> _Prompt 1_
Can you rewrite the article on eggs in school snacks, starting at "A little background: Schools" and stopping after "the cafeteria itself.", and swap "vending machines" for "snack machines"?
> _Prompt 2_
Could you carry on the article about eggs in school snacks, picking up after its final sentence?

** Document passage follows **

August 3, 2016
Kids who like hard-boiled eggs could find more of them in their schools next fall.
A new USDA regulation on school snack standards gives whole eggs a pass from limits on total fat and saturated fat that might otherwise bar them from the list of approved snacks. USDA reasoned that eggs are nutrient-dense – they have lots of nutrients in relation to their total calories, which are relatively low.
A little background: Schools across the United States serve nutritious, balanced meals as part of the National School Lunch Program and the School Breakfast Program. Eggs can be – and are – part of these programs, which charge kids according to income level, so that students from low-income families pay less, or nothing at all. For example, more schools have introduced salad bars to encourage higher vegetable consumption, and slices of hard-boiled eggs can be a popular salad component. Or at breakfast, egg sandwiches might be a popular, portable choice, just as they are at quick-serve chains throughout the country.
Then there are so-called “competitive foods.” These are foods sold in the schools, but not as part of the meal programs – so they compete with those programs. Think vending machines. But also think a la carte food sales in the cafeteria itself.
Hard-cooked eggs can be a delicious, nutritious choice for students who – for whatever reason – don’t eat the cafeteria meal. They’re high in protein; they’re a good source of vitamin D, which is lacking in most of our diets; they supply other nutrients such as choline. Yes, eggs have some saturated fat. To be exact, they have 8% of the Food and Drug Administration’s guideline for your maximum daily saturated fat intake. Not 80% -- 8%. That means after you eat an egg, you still have 92% of your daily sat-fat consumption left, if you choose. That doesn’t seem so bad.

** End of Document passage **
** Records supplied follows **

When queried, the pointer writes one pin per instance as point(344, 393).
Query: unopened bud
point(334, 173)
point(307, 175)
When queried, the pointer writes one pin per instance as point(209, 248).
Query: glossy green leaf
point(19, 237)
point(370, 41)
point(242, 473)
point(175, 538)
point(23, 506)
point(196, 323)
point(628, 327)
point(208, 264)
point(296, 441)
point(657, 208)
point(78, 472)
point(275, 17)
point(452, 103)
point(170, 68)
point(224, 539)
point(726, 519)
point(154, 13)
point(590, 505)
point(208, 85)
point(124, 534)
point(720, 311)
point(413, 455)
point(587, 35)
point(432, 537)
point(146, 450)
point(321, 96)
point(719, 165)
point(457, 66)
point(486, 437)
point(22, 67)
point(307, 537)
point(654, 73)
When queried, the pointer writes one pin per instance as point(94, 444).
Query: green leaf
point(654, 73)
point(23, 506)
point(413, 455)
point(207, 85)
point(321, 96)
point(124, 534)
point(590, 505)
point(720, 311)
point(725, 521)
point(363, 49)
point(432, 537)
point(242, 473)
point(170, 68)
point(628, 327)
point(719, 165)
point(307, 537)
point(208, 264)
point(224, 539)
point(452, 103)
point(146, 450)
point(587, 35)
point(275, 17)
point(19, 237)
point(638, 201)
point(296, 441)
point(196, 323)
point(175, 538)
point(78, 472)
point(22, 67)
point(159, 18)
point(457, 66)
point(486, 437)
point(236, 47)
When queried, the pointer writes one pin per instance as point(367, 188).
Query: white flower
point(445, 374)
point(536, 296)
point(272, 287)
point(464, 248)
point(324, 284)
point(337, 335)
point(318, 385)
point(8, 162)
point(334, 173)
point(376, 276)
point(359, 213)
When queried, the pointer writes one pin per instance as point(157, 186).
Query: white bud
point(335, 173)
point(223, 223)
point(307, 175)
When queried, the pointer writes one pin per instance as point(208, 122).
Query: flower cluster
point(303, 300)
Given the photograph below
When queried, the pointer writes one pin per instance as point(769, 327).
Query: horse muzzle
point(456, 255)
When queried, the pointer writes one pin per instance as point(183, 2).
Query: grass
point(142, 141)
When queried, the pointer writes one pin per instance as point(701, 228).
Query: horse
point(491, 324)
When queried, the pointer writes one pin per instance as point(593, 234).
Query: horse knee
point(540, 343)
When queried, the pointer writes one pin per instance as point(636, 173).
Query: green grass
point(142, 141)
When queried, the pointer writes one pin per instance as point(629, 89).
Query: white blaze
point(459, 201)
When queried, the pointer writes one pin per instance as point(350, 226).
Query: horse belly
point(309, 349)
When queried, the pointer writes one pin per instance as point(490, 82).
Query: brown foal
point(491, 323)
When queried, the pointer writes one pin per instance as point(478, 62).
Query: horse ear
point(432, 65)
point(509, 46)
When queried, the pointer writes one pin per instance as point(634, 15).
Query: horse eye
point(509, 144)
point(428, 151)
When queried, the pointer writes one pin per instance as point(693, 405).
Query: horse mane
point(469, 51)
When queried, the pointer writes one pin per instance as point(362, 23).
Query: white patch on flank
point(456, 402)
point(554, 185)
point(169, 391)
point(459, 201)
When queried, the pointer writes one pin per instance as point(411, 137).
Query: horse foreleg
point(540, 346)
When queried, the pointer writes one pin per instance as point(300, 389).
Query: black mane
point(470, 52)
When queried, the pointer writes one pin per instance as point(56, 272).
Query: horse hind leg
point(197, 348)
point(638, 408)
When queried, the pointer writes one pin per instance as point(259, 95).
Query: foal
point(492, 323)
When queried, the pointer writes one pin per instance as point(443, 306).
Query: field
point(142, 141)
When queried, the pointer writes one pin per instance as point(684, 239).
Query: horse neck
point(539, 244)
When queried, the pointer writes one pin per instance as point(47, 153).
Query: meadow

** End of Records supplied **

> _Written response 1_
A little background: Schools across the United States serve nutritious, balanced meals as part of the National School Lunch Program and the School Breakfast Program. Eggs can be – and are – part of these programs, which charge kids according to income level, so that students from low-income families pay less, or nothing at all. For example, more schools have introduced salad bars to encourage higher vegetable consumption, and slices of hard-boiled eggs can be a popular salad component. Or at breakfast, egg sandwiches might be a popular, portable choice, just as they are at quick-serve chains throughout the country.
Then there are so-called “competitive foods.” These are foods sold in the schools, but not as part of the meal programs – so they compete with those programs. Think snack machines. But also think a la carte food sales in the cafeteria itself.

> _Written response 2_
And so USDA, in writing the rules for snacks in schools, took at a look at the new Dietary Guidelines for Americans – and found that this document is actually quite pro-egg. It identifies eggs as a nutrient-dense food. It cites eggs as part of a healthy dietary pattern. And of course, this edition of the Dietary Guidelines dropped the old advice about limiting dietary cholesterol intake.
The bottom line is that the new USDA regulations exempt eggs from limits on total fat and saturated fat that would otherwise apply, thereby allowing eggs as a healthy snack for school kids, as long as they haven’t had any fat added to them. That opens up exciting opportunities for promoting egg consumption in schools. It isn’t just the volume of eggs that might be sold in schools, which is likely to be relatively modest. Instead, it’s the chance to help build healthy lifelong eating patterns among our kids by encouraging consumption of nutrient-dense foods, including eggs.
That’s good for kids, egg farmers and just about everybody else.